__Текст страницы__

Маритен Жак
Шрифт:
Природа требует, чтобы среди людей осуществлялось наистрожайшее равенство, так что во всяком политическом устройстве, которое не будет прямо противно Природе и ее Творцу, абсолютное социальное равенство как раз и исправит естественное неравенство.
Почва для этого мифа о Равенстве — два удивительно грубых софизма.
1. Смешение равенства со справедливостью, разрушающее справедливость. Справедливость [297] действительно предполагает некоторое равенство, но равенство геометрическое, или пропорциональное (с каждым должно обращаться по заслугам), а не арифметическое, или равенство абсолютных величин (обращаться с каждым одинаково независимо от заслуг), так что смешение справедливости с этой второй разновидностью равенства (простым равенством) справедливость именно и разрушает.
[297]
Мы говорим о распределительной справедливости целого к частям (totius ad partes), поскольку только о ней здесь и может идти речь.
2. Смешение (из-за которого становится невозможно установить никакой социальный строй) того, что относится к распределению между частями, и того, что относится к устроению целого. Св. Фома убедительно говорит об этом, возражая Оригену — метафизическому патриарху эгалитаризма, утверждавшему, будто Бог должен был сотворить все вещи равными (потому что до творения все они равно были ничем), а различие вещей и мироустройство происходят от греха твари. В плане распределения (воздаяния) справедливость осуществляться должна и требует, чтобы равным воздавалось в равной мере, поскольку везде необходимо предполагается такая или иная заслуга, но в плане устроения или первоустроения вещей такое требование справедливости выполняться не должно, потому что здесь нет необходимости принимать во внимание чьи-либо заслуги, а есть лишь действие, приводящее к существованию, задача сотворения целого. «Не погрешает против справедливости художник, помещая в разных местах здания камни, первоначально предполагаемые одинаковыми, и не потому, что он предполагает в них некое предсуществующее различие, но потому, что имеет в виду совершенство целой постройки, которого не могло бы быть, если бы камни не были расположены в здании разнообразно и неравным образом. Так же без несправедливости, однако не предполагая никакого неравенства заслуг, Бог ради совершенства мироздания Премудростью Своею искони создал различные и неравные творения» [298] . Точно так же, даже если предположить гипотетически всех людей равными по достоинству, они ради установления политического строя (а иначе он и не установится) без всякой несправедливости будут размещены по разным сторонам этого строя и, следовательно, будут иметь неравные функции и состояния.
[298]
Ibid., I, 65, 2, ad 3.

__Раздел данных__
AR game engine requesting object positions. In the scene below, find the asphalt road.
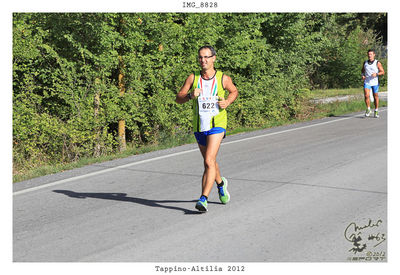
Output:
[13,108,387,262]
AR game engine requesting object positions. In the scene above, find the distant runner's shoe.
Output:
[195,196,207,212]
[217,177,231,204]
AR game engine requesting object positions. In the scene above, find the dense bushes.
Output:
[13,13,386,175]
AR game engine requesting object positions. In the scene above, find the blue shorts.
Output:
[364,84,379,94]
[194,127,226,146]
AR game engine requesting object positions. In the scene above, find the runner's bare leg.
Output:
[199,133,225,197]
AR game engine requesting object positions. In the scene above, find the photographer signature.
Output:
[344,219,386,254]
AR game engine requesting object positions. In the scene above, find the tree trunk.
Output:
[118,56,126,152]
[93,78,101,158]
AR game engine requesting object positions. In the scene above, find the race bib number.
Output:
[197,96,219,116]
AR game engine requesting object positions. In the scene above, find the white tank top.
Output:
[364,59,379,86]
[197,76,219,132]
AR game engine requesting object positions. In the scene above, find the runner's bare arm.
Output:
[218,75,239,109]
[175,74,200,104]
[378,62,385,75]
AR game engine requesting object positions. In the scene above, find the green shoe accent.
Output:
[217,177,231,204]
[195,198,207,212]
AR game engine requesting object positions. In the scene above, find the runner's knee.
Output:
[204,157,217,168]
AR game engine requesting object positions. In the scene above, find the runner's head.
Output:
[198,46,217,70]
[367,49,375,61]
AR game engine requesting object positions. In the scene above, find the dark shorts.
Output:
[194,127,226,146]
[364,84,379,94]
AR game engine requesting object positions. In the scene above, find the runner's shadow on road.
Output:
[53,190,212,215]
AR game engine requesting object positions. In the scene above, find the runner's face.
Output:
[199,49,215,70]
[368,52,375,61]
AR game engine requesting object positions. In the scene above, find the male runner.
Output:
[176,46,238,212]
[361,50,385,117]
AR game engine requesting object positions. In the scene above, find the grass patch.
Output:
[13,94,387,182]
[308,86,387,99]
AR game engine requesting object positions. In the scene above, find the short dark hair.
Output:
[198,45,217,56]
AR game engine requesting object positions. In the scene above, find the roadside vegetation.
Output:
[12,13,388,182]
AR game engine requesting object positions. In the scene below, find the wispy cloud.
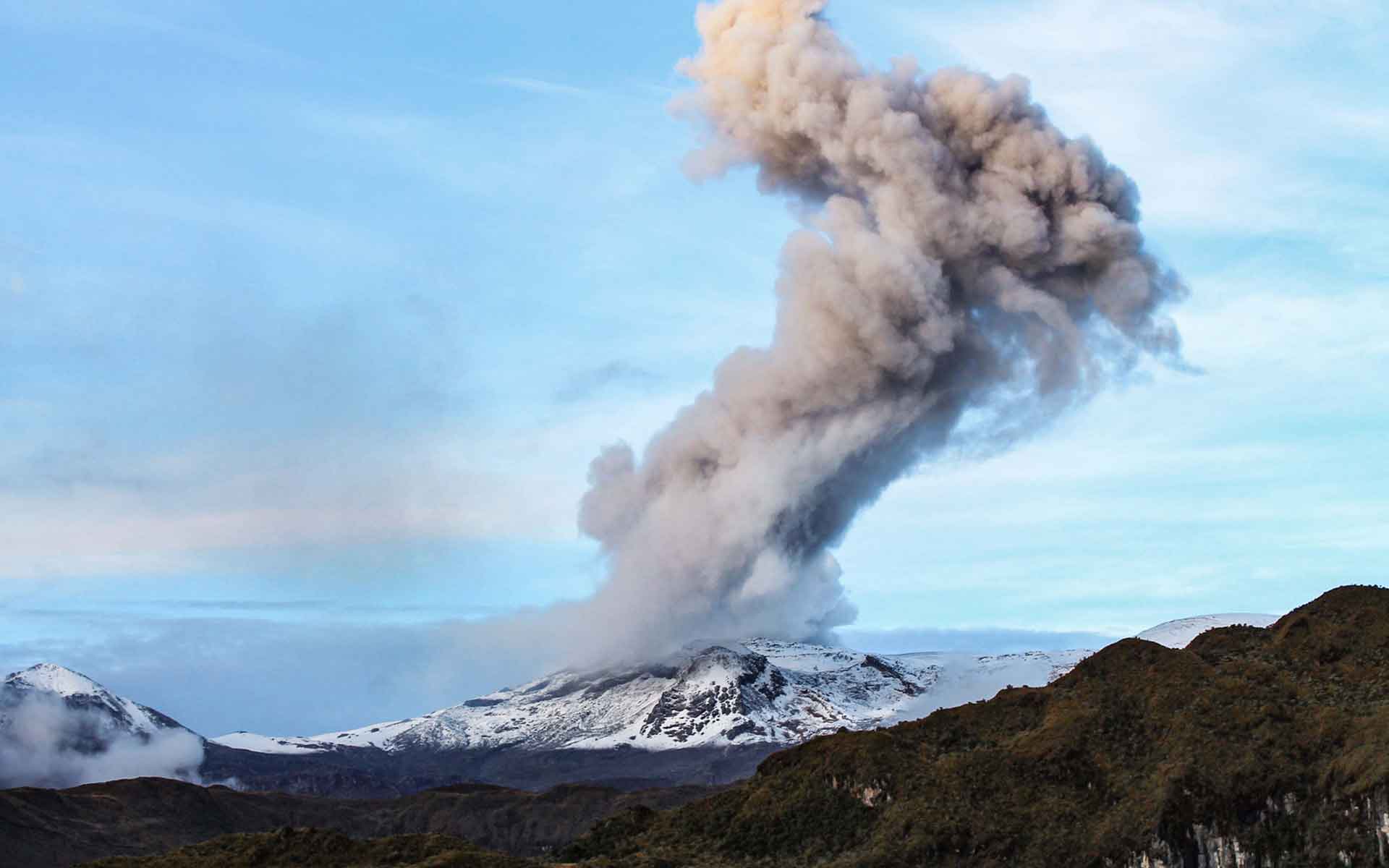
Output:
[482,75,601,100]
* * *
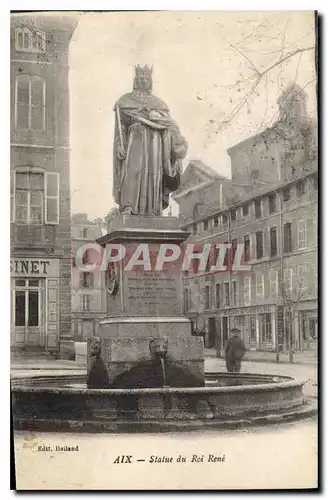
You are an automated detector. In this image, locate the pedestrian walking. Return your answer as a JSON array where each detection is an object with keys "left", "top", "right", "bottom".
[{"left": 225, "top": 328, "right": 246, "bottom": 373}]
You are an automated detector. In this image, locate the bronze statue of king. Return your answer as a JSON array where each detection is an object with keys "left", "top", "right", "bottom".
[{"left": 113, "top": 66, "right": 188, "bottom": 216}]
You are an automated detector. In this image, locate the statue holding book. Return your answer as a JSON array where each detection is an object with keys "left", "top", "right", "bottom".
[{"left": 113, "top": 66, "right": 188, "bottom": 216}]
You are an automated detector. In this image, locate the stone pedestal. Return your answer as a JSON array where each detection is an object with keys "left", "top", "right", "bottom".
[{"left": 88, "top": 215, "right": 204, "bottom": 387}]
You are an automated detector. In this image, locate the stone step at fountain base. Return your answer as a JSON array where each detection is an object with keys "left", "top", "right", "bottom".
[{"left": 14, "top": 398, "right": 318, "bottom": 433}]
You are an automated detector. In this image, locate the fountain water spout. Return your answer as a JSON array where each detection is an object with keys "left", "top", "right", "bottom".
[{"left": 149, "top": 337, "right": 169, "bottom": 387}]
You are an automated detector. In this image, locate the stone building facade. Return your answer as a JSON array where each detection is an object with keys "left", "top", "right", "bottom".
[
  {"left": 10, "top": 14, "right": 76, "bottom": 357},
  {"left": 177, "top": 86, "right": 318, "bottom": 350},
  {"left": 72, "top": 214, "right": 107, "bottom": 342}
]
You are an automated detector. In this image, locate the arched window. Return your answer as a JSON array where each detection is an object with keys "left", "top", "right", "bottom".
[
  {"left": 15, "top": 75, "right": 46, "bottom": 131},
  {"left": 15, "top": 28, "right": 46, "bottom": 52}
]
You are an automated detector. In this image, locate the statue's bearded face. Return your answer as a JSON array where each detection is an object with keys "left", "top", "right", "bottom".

__Задача 1__
Переведите на английский язык предложение из текста страницы: «Почва для этого мифа о Равенстве — два удивительно грубых софизма».
__Задача 2__
Ответьте по тексту страницы на следующие вопросы.
(a) Какое равенство, согласно тексту, предполагает справедливость?
(b) Кого текст называет метафизическим патриархом эгалитаризма?
(c) Кто в приведенной цитате помещает камни в разных местах здания, не погрешая против справедливости?

__Готовый ответ 1__
The ground for this myth of Equality is two remarkably crude sophisms.

__Готовый ответ 2__
(a) Геометрическое, или пропорциональное, равенство.
(b) Оригена.
(c) Художник.